## Exercise task
Please report each line in the records below that contains the string "wheel", treating uppercase and lowercase as different.

Location identification entries
= = = = =

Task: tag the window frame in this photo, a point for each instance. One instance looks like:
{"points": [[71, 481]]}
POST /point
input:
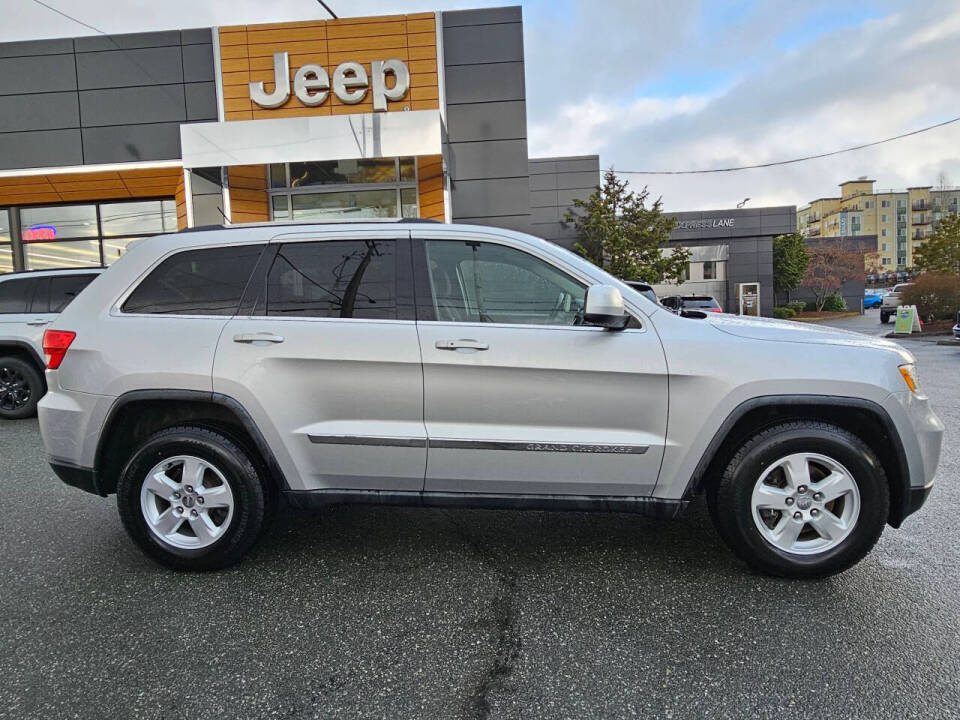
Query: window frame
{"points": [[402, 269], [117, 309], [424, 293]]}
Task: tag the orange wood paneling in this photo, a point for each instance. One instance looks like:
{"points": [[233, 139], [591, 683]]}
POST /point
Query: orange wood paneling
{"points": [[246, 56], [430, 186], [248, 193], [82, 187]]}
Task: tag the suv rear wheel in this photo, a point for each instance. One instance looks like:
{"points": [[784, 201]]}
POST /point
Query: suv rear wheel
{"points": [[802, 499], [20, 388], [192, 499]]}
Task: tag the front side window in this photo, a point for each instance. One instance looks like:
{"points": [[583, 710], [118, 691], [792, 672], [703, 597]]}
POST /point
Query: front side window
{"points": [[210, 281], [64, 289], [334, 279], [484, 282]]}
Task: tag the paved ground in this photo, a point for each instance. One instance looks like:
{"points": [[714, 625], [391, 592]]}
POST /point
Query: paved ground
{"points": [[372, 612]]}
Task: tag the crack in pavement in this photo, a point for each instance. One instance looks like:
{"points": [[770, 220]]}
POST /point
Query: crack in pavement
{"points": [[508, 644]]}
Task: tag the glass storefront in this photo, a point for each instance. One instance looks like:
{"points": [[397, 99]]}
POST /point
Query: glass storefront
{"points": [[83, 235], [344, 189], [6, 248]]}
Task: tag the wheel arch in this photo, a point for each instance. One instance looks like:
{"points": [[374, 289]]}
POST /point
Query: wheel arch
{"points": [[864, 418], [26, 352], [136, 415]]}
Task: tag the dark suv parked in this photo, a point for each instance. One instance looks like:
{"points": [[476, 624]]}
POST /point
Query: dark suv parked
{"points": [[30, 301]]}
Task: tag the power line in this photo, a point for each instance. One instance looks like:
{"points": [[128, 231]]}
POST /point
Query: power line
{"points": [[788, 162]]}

= = = = =

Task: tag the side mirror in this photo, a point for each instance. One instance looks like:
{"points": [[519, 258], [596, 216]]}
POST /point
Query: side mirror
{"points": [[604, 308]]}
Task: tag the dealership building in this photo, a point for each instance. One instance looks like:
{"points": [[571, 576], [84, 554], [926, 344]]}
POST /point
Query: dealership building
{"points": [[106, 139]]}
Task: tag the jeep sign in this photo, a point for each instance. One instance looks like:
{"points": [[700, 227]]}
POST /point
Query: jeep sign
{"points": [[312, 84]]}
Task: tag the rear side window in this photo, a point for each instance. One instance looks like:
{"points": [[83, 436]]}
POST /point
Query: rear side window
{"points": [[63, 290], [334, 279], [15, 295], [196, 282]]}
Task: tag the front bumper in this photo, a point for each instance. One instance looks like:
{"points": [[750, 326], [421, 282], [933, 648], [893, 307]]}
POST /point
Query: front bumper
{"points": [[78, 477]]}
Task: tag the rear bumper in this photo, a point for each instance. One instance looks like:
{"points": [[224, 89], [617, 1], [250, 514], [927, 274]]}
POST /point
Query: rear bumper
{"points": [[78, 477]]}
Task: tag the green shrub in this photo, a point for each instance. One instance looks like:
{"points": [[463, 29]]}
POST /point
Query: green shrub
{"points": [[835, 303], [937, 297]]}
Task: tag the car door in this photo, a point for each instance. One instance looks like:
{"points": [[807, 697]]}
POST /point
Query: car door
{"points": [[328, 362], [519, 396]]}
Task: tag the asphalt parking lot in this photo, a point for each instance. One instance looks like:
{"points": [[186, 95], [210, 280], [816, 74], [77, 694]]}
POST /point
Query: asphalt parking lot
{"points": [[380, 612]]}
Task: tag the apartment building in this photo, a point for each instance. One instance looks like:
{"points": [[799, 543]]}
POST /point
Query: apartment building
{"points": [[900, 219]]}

= = = = =

## Answer for this exercise
Task: tag the suv rear wheel in this photo, a point for each instance. One instance looks like:
Query: suv rear wheel
Task: tag the wheel arch in this photo, a point for each instance. One instance looks like:
Query: wheel arch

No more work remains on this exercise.